MUG '04 -- 24 - 27 Feb, 2004
Conversion Toolkit
Michael A. Kappler
Daylight, CIS
ABSTRACT
The Conversion Toolkit is aimed at facilitating migration of data into and out of Daylight software. The following describes the project goals, requirements, approach, design, issues, and current status of this new product.
Goals
- Facilitate migration to DayCart®. Mitigate architectural barriers by supporting third party data.
- Promote integration of Daylight Toolkits. The ability to handle third party data would give customers the opportunity to use our tools in other environments.
- Support creation of Daylight databases. Offer more content in Daylight native form.
The aim is to support structural information, data, queries, and reactions to and from SMILES, SMARTS, and SMIRKS languages.
Requirements
- Convert popular chemical information file formats to Daylight native form.
- Generate these popular formats from Daylight native form.

#####

Translate this sentence from the Conversion Toolkit abstract into Spanish: "The aim is to support structural information, data, queries, and reactions to and from SMILES, SMARTS, and SMIRKS languages."

- **Material supplied**
#####

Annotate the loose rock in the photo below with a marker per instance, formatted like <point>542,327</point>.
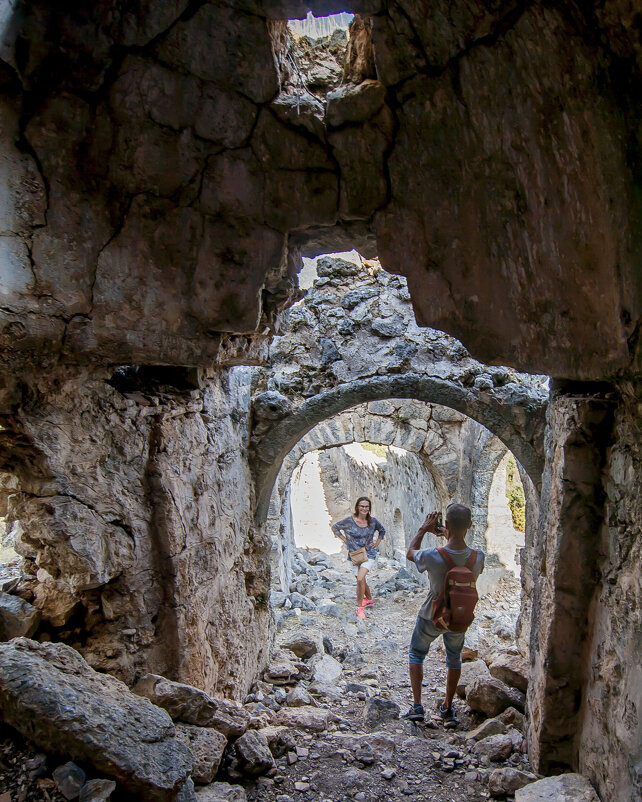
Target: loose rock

#####

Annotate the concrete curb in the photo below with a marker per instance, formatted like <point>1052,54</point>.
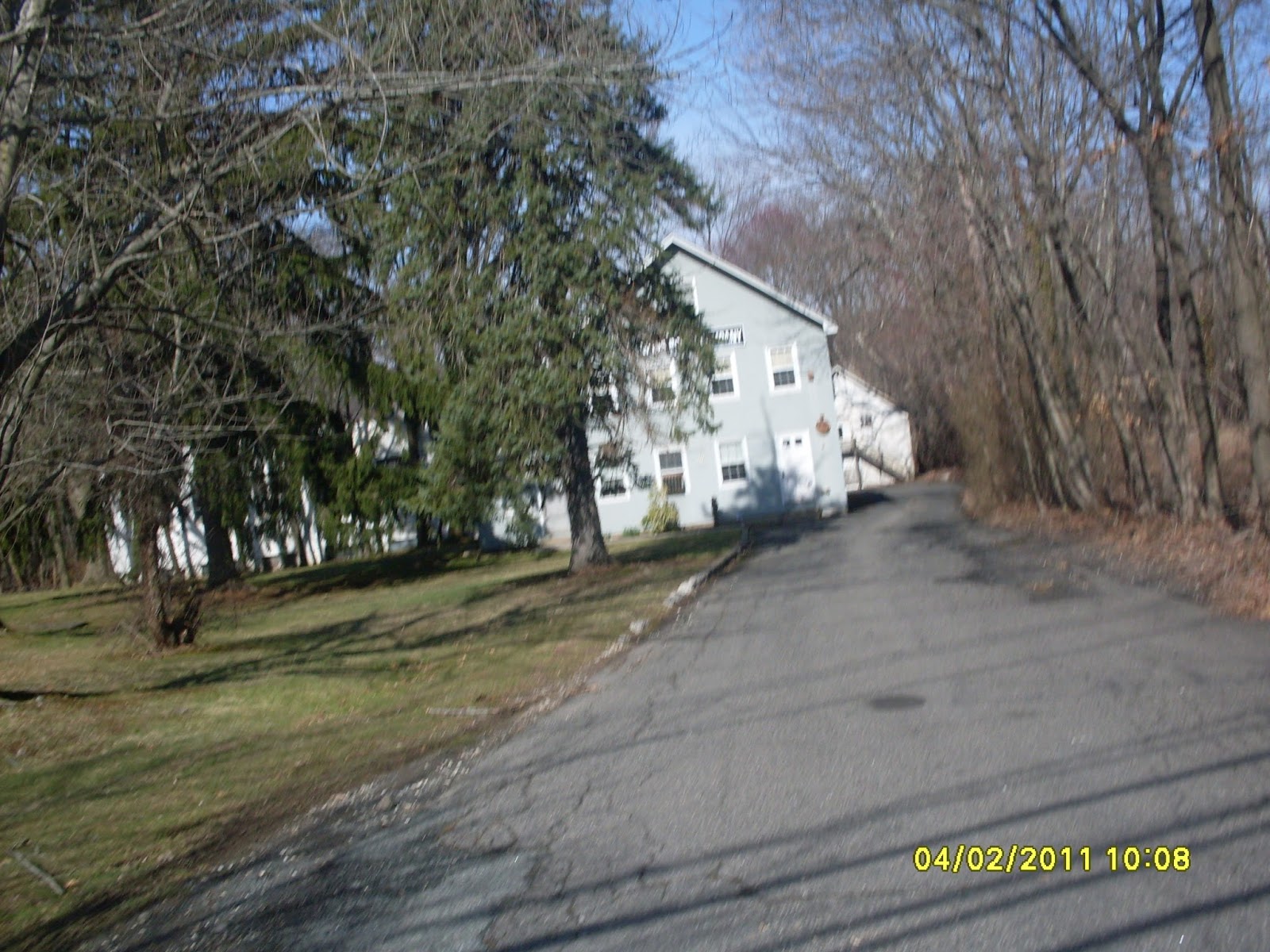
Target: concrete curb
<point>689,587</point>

#####

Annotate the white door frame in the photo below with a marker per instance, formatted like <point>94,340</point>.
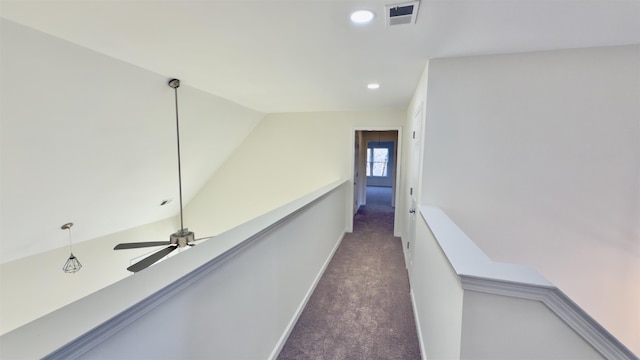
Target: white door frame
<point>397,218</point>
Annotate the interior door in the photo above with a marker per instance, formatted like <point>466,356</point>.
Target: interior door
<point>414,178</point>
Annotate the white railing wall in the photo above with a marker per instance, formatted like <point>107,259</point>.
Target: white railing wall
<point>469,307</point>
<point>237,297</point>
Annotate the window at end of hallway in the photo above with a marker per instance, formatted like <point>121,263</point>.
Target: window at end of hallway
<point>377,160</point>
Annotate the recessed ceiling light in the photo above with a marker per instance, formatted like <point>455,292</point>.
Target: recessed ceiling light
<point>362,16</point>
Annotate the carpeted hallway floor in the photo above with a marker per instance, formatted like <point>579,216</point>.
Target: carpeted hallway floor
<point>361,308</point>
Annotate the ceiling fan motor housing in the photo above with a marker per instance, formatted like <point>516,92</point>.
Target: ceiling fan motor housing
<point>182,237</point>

#####

- **Final result**
El objetivo es dar soporte a información estructural, datos, consultas y reacciones hacia y desde los lenguajes SMILES, SMARTS y SMIRKS.